Extract each line of the listing below that contains the word "mushroom", treating uppercase and lowercase letters as different.

Data excerpts:
***

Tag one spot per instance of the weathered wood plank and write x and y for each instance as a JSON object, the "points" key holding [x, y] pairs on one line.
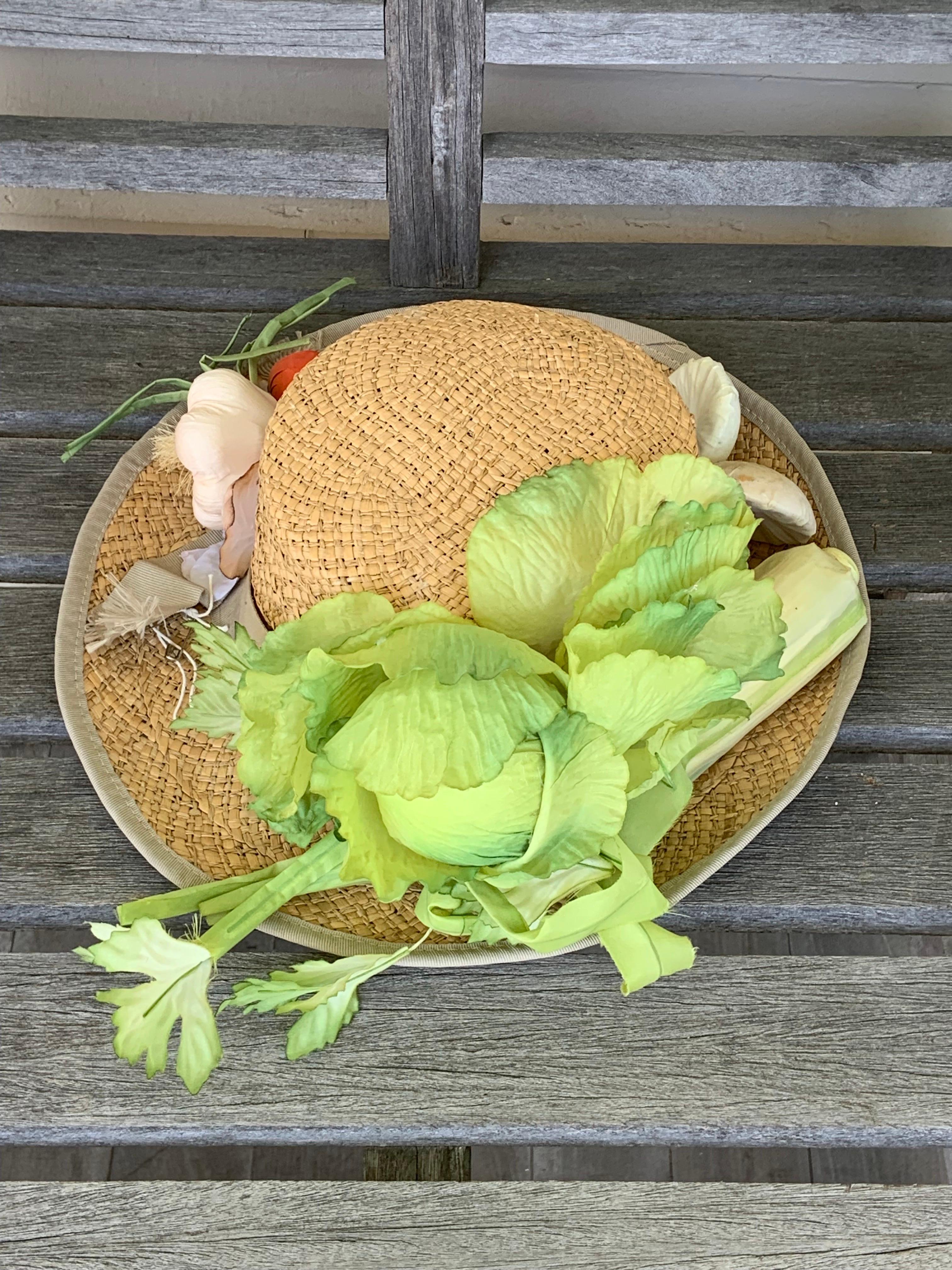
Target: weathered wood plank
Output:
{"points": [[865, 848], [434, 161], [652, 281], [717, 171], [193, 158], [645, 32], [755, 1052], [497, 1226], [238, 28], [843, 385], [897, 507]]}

***

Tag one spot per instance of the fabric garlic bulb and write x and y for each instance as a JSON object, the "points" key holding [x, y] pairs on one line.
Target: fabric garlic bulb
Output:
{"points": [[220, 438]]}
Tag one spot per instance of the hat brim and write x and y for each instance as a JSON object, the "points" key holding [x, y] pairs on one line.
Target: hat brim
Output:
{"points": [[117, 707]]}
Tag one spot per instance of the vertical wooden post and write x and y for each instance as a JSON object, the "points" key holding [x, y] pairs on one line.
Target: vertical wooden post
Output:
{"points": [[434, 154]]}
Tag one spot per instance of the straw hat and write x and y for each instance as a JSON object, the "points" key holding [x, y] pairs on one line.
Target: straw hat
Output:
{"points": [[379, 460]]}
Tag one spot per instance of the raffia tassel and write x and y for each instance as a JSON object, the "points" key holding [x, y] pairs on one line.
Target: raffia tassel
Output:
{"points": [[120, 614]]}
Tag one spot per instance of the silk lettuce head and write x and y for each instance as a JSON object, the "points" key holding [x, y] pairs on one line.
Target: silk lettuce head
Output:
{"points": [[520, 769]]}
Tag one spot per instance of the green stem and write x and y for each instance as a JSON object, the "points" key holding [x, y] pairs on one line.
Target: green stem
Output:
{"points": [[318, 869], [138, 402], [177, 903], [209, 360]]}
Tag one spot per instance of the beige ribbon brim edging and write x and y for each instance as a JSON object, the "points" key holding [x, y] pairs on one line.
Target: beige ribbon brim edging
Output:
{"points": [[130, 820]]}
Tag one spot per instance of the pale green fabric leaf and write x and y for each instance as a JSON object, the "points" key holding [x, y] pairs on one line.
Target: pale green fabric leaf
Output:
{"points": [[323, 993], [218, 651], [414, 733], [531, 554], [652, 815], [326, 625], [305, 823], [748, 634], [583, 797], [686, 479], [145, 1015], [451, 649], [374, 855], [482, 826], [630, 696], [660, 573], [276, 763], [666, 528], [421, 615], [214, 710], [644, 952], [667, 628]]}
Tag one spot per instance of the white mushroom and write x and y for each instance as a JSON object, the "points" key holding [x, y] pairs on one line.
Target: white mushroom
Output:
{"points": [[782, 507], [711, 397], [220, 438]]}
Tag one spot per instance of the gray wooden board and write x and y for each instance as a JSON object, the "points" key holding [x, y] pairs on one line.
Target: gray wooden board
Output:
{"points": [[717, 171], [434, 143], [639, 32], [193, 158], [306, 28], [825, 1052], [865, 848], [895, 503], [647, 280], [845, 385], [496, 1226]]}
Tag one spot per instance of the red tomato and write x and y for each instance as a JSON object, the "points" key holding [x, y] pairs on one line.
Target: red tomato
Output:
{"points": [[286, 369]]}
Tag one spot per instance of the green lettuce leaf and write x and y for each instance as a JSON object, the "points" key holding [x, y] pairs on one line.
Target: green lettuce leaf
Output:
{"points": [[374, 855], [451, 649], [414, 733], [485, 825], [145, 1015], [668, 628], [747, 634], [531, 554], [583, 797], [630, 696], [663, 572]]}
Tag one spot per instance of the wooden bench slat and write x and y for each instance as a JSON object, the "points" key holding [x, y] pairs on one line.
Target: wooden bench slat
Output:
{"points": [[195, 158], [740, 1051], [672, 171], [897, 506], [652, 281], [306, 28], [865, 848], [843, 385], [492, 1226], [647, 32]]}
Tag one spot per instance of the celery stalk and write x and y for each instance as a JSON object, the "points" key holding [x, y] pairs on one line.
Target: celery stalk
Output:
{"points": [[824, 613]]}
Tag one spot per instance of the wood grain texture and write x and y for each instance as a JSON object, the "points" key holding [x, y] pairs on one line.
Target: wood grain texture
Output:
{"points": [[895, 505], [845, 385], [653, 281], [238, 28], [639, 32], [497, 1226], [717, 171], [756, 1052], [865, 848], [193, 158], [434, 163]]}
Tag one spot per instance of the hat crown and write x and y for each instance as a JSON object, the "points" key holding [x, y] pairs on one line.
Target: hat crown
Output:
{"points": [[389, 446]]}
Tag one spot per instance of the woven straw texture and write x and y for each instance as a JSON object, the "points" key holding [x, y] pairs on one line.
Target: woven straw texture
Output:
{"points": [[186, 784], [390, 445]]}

***

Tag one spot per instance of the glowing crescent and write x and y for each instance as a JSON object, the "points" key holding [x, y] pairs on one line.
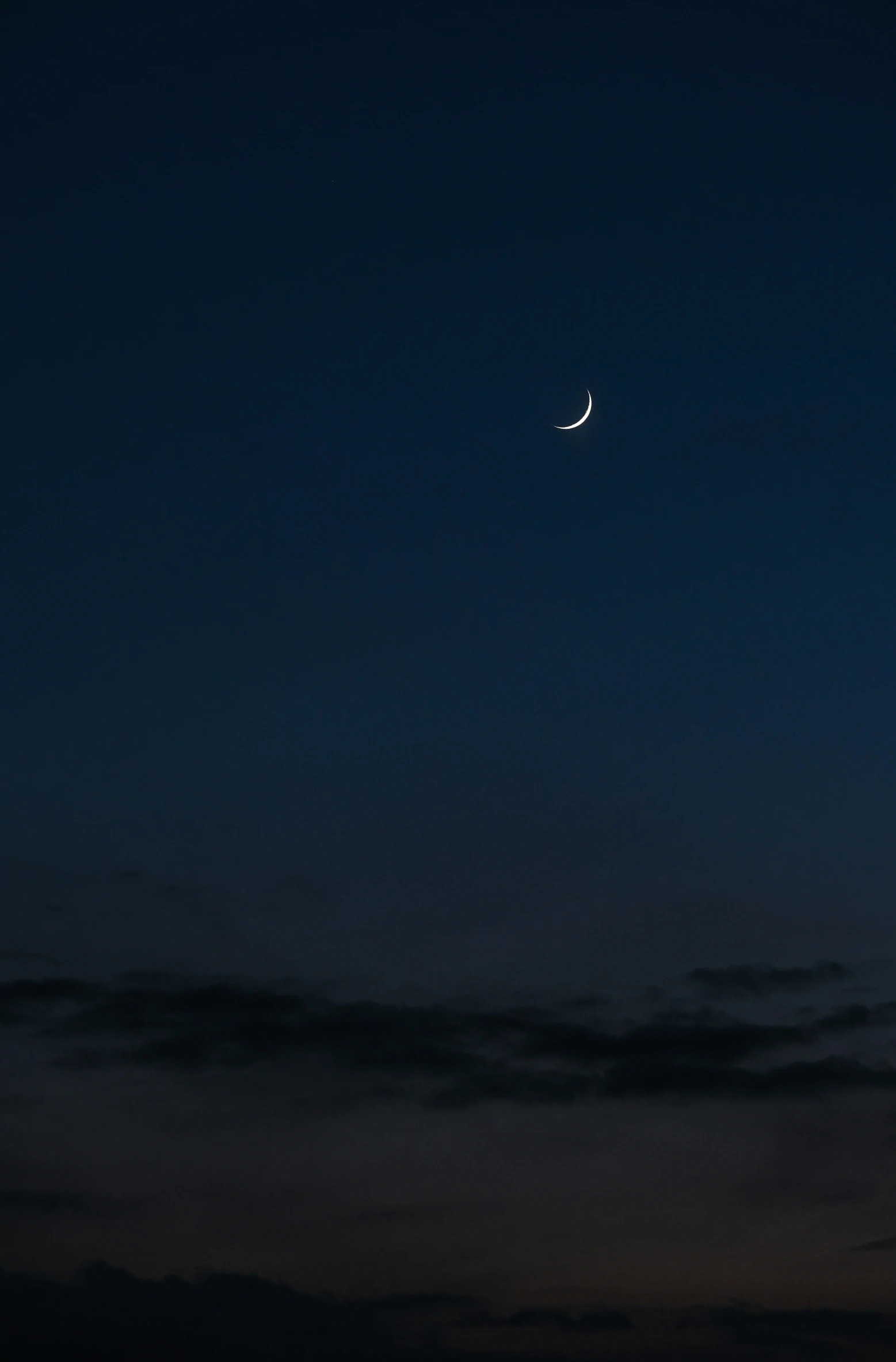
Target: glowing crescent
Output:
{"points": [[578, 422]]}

***

Task solution:
Tag one spot per instance of the white mushroom and write x and y for each instance as a JSON object, the "points" key holding [x, y] pairs on one line.
Target: white mushroom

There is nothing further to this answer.